**Task description**
Rewrite the rows below, substituting "vinyl" for every occurrence of "leather" and leaving everything else unchanged.

───── Data in this exercise ─────

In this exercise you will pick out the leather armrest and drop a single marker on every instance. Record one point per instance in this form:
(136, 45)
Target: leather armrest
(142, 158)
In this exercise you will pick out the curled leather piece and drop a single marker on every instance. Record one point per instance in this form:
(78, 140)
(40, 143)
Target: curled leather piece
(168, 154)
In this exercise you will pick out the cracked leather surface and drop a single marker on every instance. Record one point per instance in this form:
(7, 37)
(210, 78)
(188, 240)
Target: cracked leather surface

─────

**Output for this task**
In this exercise you will pick out the vinyl armrest and drop a single marker on every instance. Record one point per instance in this form:
(136, 45)
Target: vinyl armrest
(142, 158)
In this exercise you will pick out the curled vinyl piece and drop a single marker on every instance. Record one point per instance in this form:
(78, 140)
(40, 143)
Target: curled vinyl piece
(168, 154)
In this exercise you will pick out the cracked vinyl surface and drop a single marker on every instance. Record one point per instance in this form:
(7, 37)
(210, 78)
(188, 240)
Target: cracked vinyl surface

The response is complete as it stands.